» **Information shown**
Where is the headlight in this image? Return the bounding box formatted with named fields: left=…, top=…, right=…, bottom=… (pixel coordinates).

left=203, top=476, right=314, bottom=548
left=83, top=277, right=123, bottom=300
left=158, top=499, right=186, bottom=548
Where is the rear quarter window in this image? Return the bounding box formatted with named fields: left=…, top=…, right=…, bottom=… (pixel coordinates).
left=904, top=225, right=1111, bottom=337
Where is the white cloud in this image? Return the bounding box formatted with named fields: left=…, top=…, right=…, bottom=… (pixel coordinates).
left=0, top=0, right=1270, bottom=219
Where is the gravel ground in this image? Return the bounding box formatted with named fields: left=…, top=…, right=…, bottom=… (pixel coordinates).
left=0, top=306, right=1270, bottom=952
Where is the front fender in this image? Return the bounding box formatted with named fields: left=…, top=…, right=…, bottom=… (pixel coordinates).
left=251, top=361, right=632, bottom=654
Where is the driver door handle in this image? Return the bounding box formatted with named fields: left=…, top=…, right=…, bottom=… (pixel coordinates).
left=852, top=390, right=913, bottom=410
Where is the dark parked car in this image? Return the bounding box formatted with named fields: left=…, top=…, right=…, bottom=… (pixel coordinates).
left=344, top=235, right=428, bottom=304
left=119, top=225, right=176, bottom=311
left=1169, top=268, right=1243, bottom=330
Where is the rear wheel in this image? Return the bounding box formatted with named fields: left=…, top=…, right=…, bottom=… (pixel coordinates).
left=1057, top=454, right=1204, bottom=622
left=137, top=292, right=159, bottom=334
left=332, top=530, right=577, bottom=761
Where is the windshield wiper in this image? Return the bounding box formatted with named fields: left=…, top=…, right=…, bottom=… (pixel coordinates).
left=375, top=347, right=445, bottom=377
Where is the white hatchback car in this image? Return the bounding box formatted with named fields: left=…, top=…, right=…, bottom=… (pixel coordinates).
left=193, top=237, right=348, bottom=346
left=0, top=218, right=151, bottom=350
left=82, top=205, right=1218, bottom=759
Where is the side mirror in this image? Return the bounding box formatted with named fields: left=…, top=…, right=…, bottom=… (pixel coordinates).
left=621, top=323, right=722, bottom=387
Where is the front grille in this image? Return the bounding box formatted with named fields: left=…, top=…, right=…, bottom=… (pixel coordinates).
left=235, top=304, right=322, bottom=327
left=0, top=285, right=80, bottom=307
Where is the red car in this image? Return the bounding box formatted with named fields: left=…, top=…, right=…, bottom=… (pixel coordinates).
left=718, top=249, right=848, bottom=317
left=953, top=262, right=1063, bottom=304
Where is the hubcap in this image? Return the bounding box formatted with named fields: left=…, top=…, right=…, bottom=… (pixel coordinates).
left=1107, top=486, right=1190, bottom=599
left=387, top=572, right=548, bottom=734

» **Exercise task**
Can you rewrite every entry above so that "bounding box" becomes "enclosing rectangle" and nothing else changes?

» **Solution to the problem**
Where is the headlight in this image? Return the enclosing rectangle formatted with named fields: left=…, top=…, right=…, bottom=… (pixel coordinates).

left=203, top=476, right=314, bottom=548
left=83, top=277, right=123, bottom=300
left=158, top=499, right=186, bottom=548
Where is the rear quarter window in this image? Return the enclosing rectangle formatted with named fields: left=…, top=…, right=…, bottom=… (pixel coordinates).
left=904, top=225, right=1111, bottom=337
Where is the white cloud in this image? Return the enclosing rectangle formatted with named fields: left=…, top=…, right=…, bottom=… (pixel coordinates).
left=0, top=0, right=1270, bottom=219
Where is the gravel ground in this image? Return the enclosing rectangle formatted with named fields: left=…, top=…, right=…, bottom=… (pixel coordinates).
left=0, top=306, right=1270, bottom=952
Where is the front fender in this image? Return the enclosing rectangle formatted with named fields: left=…, top=…, right=…, bottom=… (pixel coordinates).
left=251, top=361, right=632, bottom=654
Where is the driver door handle in this image? Return the enclosing rectangle formatted with named fields: left=…, top=…, right=…, bottom=… (pixel coordinates).
left=852, top=390, right=913, bottom=410
Where is the dark parked car in this image? Return the enclosing rectangle formatted with named fields: left=…, top=…, right=…, bottom=… (pixel coordinates).
left=344, top=235, right=428, bottom=304
left=119, top=225, right=176, bottom=311
left=1169, top=268, right=1243, bottom=330
Where is the rear wheel in this image? Return the enclosing rectangle formatted with named fields: left=…, top=…, right=…, bottom=… (pixel coordinates).
left=1057, top=454, right=1204, bottom=622
left=137, top=292, right=159, bottom=334
left=332, top=530, right=577, bottom=761
Where is the windshield wiper in this image? Return the enclosing rectangle formatted with named fields: left=…, top=…, right=…, bottom=… (pixel coordinates).
left=375, top=347, right=445, bottom=377
Where is the white hatchback car in this image? Return the enclosing rectangle formatted with named fields: left=…, top=…, right=…, bottom=… (pixel coordinates).
left=193, top=237, right=348, bottom=346
left=0, top=218, right=151, bottom=350
left=82, top=205, right=1218, bottom=759
Where is the side mirror in this image? Return the enclosing rectangle formatted with named fields: left=…, top=…, right=…, bottom=… (pixel coordinates).
left=621, top=323, right=722, bottom=387
Where is the front grille in this image? Return the enclosing rectangle formatted with named fields: left=…, top=…, right=…, bottom=… (pixel coordinates).
left=235, top=304, right=322, bottom=327
left=0, top=285, right=80, bottom=307
Where is the red car in this image? Return the enclosing rectangle formatted with named fields: left=…, top=…, right=…, bottom=… (pixel coordinates).
left=718, top=249, right=848, bottom=317
left=953, top=262, right=1063, bottom=304
Where is the hubcap in this image? Return the enclosing rectangle formatted with named fields: left=…, top=…, right=…, bottom=… (pixel coordinates).
left=1107, top=486, right=1190, bottom=599
left=387, top=572, right=548, bottom=734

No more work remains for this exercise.